Exercise brief >>
Below are some records; return each one exactly as written.

Exercise materials >>
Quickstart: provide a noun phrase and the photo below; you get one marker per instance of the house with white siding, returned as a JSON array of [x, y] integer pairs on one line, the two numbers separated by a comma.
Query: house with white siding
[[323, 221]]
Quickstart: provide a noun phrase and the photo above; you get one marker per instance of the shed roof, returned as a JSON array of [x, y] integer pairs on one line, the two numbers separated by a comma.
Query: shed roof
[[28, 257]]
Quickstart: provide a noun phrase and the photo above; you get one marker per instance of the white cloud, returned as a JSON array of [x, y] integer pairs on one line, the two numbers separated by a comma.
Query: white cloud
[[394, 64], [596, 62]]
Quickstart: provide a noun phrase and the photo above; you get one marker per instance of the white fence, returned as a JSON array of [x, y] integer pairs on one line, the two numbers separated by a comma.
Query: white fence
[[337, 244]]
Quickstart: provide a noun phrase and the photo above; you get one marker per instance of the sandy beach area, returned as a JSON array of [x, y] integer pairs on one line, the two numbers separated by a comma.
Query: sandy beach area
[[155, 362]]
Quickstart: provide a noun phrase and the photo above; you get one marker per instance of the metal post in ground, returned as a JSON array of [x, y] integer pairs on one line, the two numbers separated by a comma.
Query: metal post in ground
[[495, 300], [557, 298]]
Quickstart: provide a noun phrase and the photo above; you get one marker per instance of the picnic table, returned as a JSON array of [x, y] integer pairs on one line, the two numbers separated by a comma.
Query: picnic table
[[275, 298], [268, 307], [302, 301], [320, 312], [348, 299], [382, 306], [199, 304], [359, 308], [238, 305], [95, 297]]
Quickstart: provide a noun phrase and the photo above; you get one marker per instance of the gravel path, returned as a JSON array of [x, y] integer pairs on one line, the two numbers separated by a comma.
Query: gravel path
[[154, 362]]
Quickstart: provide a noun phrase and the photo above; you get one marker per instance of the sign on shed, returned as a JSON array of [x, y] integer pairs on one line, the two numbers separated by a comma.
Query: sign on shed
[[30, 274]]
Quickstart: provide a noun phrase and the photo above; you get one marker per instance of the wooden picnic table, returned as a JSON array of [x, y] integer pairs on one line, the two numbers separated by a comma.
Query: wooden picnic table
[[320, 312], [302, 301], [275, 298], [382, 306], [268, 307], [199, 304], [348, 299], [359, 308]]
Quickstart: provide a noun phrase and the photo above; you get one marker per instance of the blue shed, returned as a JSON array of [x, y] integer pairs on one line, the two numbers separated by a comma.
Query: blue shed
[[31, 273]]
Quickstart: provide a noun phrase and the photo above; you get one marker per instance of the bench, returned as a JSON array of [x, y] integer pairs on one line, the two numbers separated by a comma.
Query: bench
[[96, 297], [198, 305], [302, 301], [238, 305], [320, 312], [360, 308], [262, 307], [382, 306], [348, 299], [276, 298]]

Response to the task >>
Quickstart: provide a noun phrase and the photo below; you get one marker per instance of the house with white siding, returned as a JSON array of [x, y] integer pairs on one line, the two numbers separated by a comma.
Query: house with white siding
[[323, 221]]
Quickstart: provide a noun phrase and the photo above; you get one marker per instance of the shed roof, returned as a JSON array of [x, y] integer pairs on one line, the two numbers separated by a comma.
Query: shed roof
[[28, 257]]
Quickstart: provide a noun phrase and the photo above; you get one marker per instance of the white cloud, returned as a JSON array of [x, y] integer pairs on one line, the two numbers separated by a comma.
Query: white cloud
[[394, 64], [596, 62]]
Quickstart: provide a noun phrase and the photo above; you get one marker per instance of the white fence, returned as a JSON array of [x, y] integer pairs on one line, the two numbers separated by a comma.
Query: white fence
[[337, 244]]
Quickstart: provide a noun phrase and the photo above; you get one marker per instance of the sandy beach area, returned as a JSON array of [x, y] integer pairs on one line, the two numbers separated by a comma.
Query: sandy beach area
[[155, 362]]
Quickstart: provide a noun phrase and the photo above; you get one marker per instance of the metal post in ground, returned as a JSON array of [x, y] integer pairs on one line, the two numbers separated by a comma.
Query: metal post in ground
[[495, 300], [557, 298]]
Quickstart: provide a noun phrase and the photo above; you get one marker per instance of the picnic table, returned as a JSON array of [x, y] integer pairs on one line, the two numbers separated by a comma.
Query: picnic table
[[275, 298], [268, 307], [302, 301], [320, 312], [348, 299], [382, 306], [199, 304], [359, 308], [238, 305], [95, 297]]
Quickstart: provide a noun phrase and the photo above; you get one marker per instance of the gravel path, returned as a JSON array of [x, y] integer pairs on one line, the two numbers separated by a comma.
Query: gravel path
[[154, 362]]
Quickstart: provide a noun phrase and the photo above; you get one marker per instance of the sign on shed, returned as a JSON array of [x, y] integer pairs on one line, the two numbers separated by a comma.
Query: sign on shed
[[30, 274]]
Quickstart: provide a noun phrase and the photo above; you get one marker per instance of the wooden picnic table, returned as a JSON array of [x, y] integer pairs on one line, the two numbers separated by a comma.
Query: wooden picnic table
[[320, 312], [302, 301], [275, 298], [382, 306], [268, 307], [199, 304], [348, 299], [359, 308]]
Quickstart: provide a noun phrase and the photo above; you get one marker per instance of the blue shed, returned as a JSON array of [x, y] integer pairs on one line, the two numbers separated by a comma.
Query: blue shed
[[31, 273]]
Quickstart: provide a noun phrase and the photo above; you get one marker per instance of the bench, returned as a JSON array of [x, y] integer pairs on one line, the two numbers separated by a comma.
Query: bench
[[96, 297], [198, 305], [302, 301], [238, 305], [320, 312], [360, 308], [262, 307], [382, 306], [348, 299], [276, 298]]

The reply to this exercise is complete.